What to do: Output as a JSON list of strings the lines of the rows below, starting with the line that contains "Would you be able to indicate the green hooded" and continuing through the end of the rows, with one string per line and no blank lines.
********
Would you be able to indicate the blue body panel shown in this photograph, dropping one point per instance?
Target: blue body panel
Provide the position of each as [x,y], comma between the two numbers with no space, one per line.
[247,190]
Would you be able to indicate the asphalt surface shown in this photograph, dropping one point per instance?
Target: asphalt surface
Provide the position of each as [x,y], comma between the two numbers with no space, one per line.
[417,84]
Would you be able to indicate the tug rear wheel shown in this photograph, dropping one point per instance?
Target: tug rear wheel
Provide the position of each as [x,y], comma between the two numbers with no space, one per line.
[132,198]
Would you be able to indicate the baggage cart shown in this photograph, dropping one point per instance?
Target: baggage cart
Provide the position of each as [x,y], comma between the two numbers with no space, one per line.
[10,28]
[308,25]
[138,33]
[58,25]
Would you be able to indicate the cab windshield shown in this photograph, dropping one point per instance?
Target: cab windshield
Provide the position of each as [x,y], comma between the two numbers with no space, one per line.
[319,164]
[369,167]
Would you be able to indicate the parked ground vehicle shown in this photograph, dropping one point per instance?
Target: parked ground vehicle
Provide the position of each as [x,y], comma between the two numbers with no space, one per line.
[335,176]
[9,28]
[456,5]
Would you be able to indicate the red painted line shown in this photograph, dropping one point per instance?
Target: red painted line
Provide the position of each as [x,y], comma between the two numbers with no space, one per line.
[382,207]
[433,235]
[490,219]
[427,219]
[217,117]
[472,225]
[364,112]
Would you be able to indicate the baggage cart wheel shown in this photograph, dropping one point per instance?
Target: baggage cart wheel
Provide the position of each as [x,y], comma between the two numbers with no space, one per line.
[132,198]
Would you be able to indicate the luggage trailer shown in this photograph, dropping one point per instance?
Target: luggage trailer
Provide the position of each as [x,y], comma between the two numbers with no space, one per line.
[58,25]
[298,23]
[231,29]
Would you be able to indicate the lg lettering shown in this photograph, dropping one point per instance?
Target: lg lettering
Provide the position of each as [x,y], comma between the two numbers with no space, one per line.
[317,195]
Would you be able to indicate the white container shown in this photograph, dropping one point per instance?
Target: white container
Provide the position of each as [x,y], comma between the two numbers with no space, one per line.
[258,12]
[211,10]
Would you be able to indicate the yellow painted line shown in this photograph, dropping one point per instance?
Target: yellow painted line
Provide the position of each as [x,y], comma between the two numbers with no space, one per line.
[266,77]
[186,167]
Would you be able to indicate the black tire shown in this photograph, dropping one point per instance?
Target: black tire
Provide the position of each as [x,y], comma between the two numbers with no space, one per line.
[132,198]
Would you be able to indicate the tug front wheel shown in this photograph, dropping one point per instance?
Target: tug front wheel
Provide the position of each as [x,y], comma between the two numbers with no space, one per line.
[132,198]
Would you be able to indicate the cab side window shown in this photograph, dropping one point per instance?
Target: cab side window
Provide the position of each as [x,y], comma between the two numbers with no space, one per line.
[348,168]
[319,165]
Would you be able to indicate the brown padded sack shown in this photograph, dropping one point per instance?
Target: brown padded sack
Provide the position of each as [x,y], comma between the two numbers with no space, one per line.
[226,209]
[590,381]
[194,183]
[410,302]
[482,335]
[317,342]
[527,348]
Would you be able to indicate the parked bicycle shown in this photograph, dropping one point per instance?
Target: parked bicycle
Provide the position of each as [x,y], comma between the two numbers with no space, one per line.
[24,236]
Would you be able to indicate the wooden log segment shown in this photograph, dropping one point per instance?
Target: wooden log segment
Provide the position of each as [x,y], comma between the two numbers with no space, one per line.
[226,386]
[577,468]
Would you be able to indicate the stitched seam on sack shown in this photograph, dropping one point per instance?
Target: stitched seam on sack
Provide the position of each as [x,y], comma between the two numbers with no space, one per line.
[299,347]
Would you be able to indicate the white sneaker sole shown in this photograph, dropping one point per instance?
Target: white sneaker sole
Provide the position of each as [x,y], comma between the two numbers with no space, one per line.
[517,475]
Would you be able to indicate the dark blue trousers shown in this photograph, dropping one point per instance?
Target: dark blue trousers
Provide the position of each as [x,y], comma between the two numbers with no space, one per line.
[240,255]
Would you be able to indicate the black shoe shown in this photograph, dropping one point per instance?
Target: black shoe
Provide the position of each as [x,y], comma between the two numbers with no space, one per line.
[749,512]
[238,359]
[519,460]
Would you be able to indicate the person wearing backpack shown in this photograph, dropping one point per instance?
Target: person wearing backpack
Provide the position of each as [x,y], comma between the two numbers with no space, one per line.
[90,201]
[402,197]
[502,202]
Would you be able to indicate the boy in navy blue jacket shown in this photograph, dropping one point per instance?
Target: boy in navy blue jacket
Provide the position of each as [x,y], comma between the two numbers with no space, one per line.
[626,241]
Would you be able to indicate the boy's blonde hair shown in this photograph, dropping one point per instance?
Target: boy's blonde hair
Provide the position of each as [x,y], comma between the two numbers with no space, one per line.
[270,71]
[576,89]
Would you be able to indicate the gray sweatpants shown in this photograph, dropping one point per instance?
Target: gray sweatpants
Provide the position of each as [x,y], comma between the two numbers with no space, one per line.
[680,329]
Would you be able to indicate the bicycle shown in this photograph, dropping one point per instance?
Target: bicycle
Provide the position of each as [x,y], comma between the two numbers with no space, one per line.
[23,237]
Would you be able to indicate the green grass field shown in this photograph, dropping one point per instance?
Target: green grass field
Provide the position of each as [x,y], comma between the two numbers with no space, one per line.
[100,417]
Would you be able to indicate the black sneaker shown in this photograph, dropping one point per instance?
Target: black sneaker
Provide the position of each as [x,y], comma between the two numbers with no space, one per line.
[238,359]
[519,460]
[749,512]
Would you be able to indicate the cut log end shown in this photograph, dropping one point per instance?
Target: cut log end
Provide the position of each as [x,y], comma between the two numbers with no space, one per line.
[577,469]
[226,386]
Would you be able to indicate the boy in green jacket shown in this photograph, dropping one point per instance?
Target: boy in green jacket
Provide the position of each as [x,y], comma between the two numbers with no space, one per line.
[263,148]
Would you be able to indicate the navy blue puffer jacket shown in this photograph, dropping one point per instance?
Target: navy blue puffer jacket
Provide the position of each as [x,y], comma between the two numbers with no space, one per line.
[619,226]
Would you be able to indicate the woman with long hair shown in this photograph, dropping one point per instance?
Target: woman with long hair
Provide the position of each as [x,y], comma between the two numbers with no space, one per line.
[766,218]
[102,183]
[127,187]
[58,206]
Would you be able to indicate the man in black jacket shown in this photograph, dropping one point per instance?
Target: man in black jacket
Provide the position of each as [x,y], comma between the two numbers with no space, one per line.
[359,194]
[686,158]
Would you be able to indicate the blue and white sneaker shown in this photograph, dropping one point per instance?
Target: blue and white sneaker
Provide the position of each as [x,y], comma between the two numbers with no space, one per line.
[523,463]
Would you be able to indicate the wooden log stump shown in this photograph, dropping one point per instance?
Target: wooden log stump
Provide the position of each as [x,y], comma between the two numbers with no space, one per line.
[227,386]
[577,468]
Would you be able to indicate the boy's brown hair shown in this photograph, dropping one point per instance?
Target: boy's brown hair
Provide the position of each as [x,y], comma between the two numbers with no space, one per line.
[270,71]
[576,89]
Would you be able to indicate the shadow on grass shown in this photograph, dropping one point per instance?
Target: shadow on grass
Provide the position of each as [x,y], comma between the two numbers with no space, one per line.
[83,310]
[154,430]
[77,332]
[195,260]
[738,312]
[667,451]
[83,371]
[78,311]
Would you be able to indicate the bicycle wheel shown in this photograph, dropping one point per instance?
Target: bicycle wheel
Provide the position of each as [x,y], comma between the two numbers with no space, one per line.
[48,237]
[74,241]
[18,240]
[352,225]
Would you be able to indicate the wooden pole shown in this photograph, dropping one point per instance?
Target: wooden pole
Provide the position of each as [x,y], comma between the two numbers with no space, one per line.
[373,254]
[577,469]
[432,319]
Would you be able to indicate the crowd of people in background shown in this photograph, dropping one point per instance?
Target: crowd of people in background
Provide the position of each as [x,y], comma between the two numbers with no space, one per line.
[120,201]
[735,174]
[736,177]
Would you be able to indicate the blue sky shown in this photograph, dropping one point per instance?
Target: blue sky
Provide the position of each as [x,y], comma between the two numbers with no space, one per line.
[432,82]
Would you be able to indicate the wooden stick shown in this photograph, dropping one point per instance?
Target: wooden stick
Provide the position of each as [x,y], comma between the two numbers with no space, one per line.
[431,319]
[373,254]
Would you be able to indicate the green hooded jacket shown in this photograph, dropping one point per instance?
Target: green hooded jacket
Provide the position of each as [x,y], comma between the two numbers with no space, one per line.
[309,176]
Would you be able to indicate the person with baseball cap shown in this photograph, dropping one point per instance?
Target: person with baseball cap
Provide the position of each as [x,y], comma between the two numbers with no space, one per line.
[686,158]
********
In response:
[
  "Would you be able to indicate the green hooded jacket shown in this photograph, dropping one point per instance?",
  "Target: green hooded jacket",
  "Provide the position of each as [x,y], comma between the two numbers with no space, one per line.",
  "[309,176]",
  "Would you be able to indicate the person with baseball cap shown in this photograph, dropping one point per instance?",
  "Target: person with baseball cap",
  "Provide the position of each as [x,y], comma between the two numbers with no space, one per line.",
  "[686,158]"
]